Task ->
Copy out the items below with "green leaf" renamed to "green frond" and nothing else altered. Leave the pictures out of the copy.

Annotation records

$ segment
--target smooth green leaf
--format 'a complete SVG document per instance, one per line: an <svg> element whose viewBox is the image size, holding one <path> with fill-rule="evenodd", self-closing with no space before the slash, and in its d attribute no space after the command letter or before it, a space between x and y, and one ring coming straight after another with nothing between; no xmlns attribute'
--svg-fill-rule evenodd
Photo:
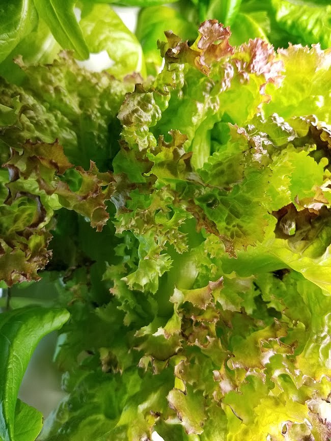
<svg viewBox="0 0 331 441"><path fill-rule="evenodd" d="M106 50L114 62L109 73L120 78L133 72L145 75L143 51L136 37L109 6L83 8L79 24L90 51Z"/></svg>
<svg viewBox="0 0 331 441"><path fill-rule="evenodd" d="M89 49L79 27L73 7L76 0L34 0L39 16L64 49L74 51L80 60L89 58Z"/></svg>
<svg viewBox="0 0 331 441"><path fill-rule="evenodd" d="M38 22L32 0L4 0L0 5L0 62Z"/></svg>
<svg viewBox="0 0 331 441"><path fill-rule="evenodd" d="M31 307L0 315L0 436L4 441L34 441L42 416L21 402L17 394L29 360L41 339L68 320L64 309Z"/></svg>
<svg viewBox="0 0 331 441"><path fill-rule="evenodd" d="M319 43L323 49L331 46L331 6L319 2L272 0L280 26L303 45Z"/></svg>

The reply ->
$ segment
--target smooth green frond
--format 'a complete SVG document per instance, one per line: an <svg> element whose viewBox is the image size, holding one <path> with fill-rule="evenodd", self-closing with no space before the slash, and in its d attribute no space after the command letter or before it, a space between x and y, and one ring coming straight after another with nothing between; no xmlns attribute'
--svg-fill-rule evenodd
Photo:
<svg viewBox="0 0 331 441"><path fill-rule="evenodd" d="M106 50L114 62L109 73L120 78L133 72L145 75L143 51L136 37L109 6L83 8L79 24L90 51Z"/></svg>
<svg viewBox="0 0 331 441"><path fill-rule="evenodd" d="M89 49L79 27L73 7L76 0L34 0L39 16L64 49L74 51L80 60L89 58Z"/></svg>
<svg viewBox="0 0 331 441"><path fill-rule="evenodd" d="M38 22L32 0L4 0L0 5L0 62Z"/></svg>
<svg viewBox="0 0 331 441"><path fill-rule="evenodd" d="M31 307L0 315L0 436L4 441L34 441L42 416L21 402L17 394L29 360L41 339L68 320L64 309Z"/></svg>
<svg viewBox="0 0 331 441"><path fill-rule="evenodd" d="M319 43L323 49L331 46L331 6L319 2L272 0L280 26L303 45Z"/></svg>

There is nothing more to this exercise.